The Red Sox Don’t Have a Problem Against Left-Handed Pitching

The World Series begins later this very evening, and I don’t know who’s going to win. Nobody knows who’s going to win. It is impossible to know who’s going to win. It’s even almost impossible to know which team ought to be favored. Yeah, the Red Sox finished with baseball’s best record. But the Dodgers added Manny Machado in the middle of the year. The Dodgers finished with baseball’s second-best BaseRuns record. The Red Sox finished in third. Each team deserves to be where it is, and each team would make a deserving champion. Whatever happens over the next four to seven games will mean both everything and nothing.

Given that this is literally the World Series, though, everyone’s looking for edges. We’re all just looking for edges. Potential x-factors, if you will, that could conceivably give one team a leg up. And there’s one statistical area I’ve seen discussed in plenty of spaces — the Red Sox’s seeming vulnerability against left-handed pitching. It’s a good lineup, but it’s a lineup that had a big platoon split. Perhaps that could be enough to put the Dodgers over the top. Handedness could effectively neuter Boston’s bats.

But it seems to me there’s not anything there. The headline already gave this post away. You don’t need to keep reading in case you’re in a rush. For those of you still sticking around, I’ll take a few minutes to explain myself.

Here’s a link. It’s a link to how well teams hit against right-handed pitchers. I’ve excluded pitchers at the plate because I don’t care about them. That link tells you an interesting story. The team in first place is the Dodgers. The team in second place is the Red Sox. What a matchup we have for the World Series!

Here’s another link. It’s a link to how well teams hit against left-handed pitchers. I’ve excluded pitchers at the plate again. That link tells you an interesting and different story. The team in sixth place is the Dodgers, with a wRC+ of 106. The team in 19th place is the Red Sox, with a wRC+ of 92. That put the Red Sox around teams like the White Sox and Padres. For a supposedly good lineup, those are bad results. It’s easy to see why this has emerged as something of a talking point.
◇ ◇ ◇ ◇
=== Goals ===
[a] List every baseball team named in the Red Sox excerpt.
[b] Retype the Red Sox excerpt between "Here’s another link." and "a talking point.", inclusive.
The material that follows is separate from the Red Sox excerpt.

=== Data block ===
◇ ◇ ◇ ◇
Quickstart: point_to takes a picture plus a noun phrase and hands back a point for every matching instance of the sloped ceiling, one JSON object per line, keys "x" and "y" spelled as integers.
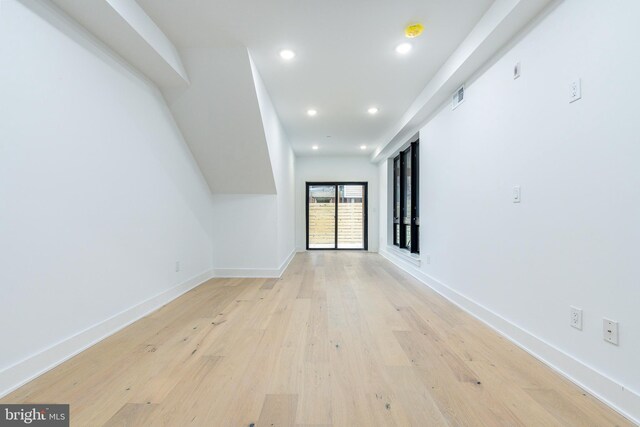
◇ ◇ ◇ ◇
=== Exercise responses ===
[a] Red Sox, Dodgers, White Sox, Padres

[b]
Here’s another link. It’s a link to how well teams hit against left-handed pitchers. I’ve excluded pitchers at the plate again. That link tells you an interesting and different story. The team in sixth place is the Dodgers, with a wRC+ of 106. The team in 19th place is the Red Sox, with a wRC+ of 92. That put the Red Sox around teams like the White Sox and Padres. For a supposedly good lineup, those are bad results. It’s easy to see why this has emerged as something of a talking point.